Start of EXERCISE INPUT

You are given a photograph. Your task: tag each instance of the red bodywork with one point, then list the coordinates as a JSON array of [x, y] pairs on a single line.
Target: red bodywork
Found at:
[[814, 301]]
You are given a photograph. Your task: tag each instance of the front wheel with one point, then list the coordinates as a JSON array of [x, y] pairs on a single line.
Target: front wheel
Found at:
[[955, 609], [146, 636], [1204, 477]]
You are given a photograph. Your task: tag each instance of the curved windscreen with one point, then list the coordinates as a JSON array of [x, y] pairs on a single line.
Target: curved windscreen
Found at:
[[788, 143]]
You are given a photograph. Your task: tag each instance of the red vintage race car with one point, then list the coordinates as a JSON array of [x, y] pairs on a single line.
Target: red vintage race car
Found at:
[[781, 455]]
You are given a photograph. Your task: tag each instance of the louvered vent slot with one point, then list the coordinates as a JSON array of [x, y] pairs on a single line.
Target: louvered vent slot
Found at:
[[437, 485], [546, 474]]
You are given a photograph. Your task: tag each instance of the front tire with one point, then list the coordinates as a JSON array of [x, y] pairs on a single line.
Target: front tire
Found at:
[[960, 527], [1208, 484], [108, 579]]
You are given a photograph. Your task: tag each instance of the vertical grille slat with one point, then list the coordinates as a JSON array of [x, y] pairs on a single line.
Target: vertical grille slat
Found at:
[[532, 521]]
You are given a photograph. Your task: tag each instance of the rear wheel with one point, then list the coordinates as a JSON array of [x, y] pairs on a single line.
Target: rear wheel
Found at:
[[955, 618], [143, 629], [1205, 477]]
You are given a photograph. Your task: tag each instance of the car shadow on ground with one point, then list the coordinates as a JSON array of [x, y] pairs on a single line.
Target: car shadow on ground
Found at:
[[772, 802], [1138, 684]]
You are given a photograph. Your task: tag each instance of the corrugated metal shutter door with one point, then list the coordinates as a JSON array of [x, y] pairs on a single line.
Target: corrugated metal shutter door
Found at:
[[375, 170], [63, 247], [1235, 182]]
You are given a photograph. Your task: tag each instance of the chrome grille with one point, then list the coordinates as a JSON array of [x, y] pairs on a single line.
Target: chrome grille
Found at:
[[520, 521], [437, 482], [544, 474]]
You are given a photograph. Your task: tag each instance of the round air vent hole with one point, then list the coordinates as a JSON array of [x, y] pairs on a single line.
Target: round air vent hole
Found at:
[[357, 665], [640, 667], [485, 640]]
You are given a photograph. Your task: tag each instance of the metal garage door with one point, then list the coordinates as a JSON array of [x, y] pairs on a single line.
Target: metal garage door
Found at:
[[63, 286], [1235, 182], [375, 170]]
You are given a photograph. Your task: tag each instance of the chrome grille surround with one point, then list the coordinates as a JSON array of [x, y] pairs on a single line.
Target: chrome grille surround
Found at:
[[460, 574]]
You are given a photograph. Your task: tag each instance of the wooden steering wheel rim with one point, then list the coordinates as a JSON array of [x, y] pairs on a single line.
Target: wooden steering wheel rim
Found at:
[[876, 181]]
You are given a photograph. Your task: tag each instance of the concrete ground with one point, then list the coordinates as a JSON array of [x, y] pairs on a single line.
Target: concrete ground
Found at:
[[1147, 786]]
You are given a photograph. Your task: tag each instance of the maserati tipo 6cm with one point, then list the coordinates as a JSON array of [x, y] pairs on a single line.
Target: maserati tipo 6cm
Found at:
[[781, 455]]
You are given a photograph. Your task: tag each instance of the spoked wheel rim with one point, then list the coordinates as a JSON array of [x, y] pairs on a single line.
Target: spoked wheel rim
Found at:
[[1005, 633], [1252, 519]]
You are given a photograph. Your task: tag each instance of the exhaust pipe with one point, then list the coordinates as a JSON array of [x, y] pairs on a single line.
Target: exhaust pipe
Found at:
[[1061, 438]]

End of EXERCISE INPUT

_WHAT TO DO_
From the records above, return each line that includes "bodywork".

_SOLUTION TO THE PROBLEM_
You are given a photograph. Your task: tag each instance of the red bodywork with one point, then list the coordinates as a JSON array of [x, y] pairs on a single line.
Target: red bodywork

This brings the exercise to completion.